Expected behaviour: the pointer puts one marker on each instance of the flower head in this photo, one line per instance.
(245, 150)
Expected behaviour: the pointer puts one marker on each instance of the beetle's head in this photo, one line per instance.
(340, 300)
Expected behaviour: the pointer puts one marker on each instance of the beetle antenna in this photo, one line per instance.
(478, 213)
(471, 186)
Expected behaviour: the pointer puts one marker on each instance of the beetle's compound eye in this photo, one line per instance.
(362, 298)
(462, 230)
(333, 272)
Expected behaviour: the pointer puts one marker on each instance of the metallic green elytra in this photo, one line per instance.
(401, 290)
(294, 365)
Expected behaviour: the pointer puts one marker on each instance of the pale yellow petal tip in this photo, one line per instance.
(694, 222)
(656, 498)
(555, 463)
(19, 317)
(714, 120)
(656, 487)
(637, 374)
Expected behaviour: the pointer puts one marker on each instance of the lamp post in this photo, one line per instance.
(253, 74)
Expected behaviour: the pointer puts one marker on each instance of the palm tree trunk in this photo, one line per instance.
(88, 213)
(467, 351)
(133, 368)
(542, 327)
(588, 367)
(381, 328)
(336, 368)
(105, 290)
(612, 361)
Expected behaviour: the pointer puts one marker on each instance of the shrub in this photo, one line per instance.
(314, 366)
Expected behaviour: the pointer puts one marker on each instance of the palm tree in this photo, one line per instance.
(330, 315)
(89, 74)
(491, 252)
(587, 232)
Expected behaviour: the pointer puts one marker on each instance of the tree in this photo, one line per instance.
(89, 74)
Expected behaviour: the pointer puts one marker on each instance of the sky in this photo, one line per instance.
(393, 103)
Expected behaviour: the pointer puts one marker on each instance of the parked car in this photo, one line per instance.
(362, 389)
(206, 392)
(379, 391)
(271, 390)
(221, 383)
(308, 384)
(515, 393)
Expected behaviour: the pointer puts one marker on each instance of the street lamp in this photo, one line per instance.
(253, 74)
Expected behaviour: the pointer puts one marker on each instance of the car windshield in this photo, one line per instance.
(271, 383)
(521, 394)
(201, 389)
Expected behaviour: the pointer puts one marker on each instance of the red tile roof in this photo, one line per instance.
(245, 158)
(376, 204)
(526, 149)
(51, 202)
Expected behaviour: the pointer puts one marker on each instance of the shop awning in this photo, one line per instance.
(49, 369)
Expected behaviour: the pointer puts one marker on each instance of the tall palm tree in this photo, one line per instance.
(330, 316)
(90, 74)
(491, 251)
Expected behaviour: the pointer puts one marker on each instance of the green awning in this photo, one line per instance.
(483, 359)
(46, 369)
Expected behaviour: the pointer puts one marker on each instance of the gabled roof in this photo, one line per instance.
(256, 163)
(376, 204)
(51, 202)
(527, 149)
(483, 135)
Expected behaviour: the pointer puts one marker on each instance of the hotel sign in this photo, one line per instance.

* * * * * * * * *

* [GOAL]
Locate "windshield in this photo, one line per instance." in the data above. Then repeat, exactly, its line and each line after it through the last, adding nothing.

* [CORRECT RESPONSE]
Expected behaviour: the pointer puts one marker on each instance of the car windshield in this photo, one line per instance.
(271, 383)
(521, 394)
(201, 389)
Expected behaviour: the pointer puts one marker on each instance of the red tile roof in this photo, one line per instance.
(245, 158)
(376, 204)
(526, 149)
(51, 202)
Expected behaviour: the pointer puts one marker on each instance of the shop awning in this photo, one line per instance.
(49, 369)
Expected behaviour: the pointer puts one marker on each instance of the tall palm tree in this photo, one line per instance.
(330, 316)
(90, 74)
(491, 251)
Expected behaviour: the pointer puts one marker on each instance of the green awning in this photo, one line per instance.
(483, 359)
(46, 369)
Expected behaviour: the pointer puts one marker on each instance of the gabled roof in this photo, one line per instance.
(256, 163)
(376, 204)
(51, 202)
(527, 149)
(483, 135)
Expected behaviour: the pointer puts one marker on each instance of the hotel sign in this photo, one line per instance.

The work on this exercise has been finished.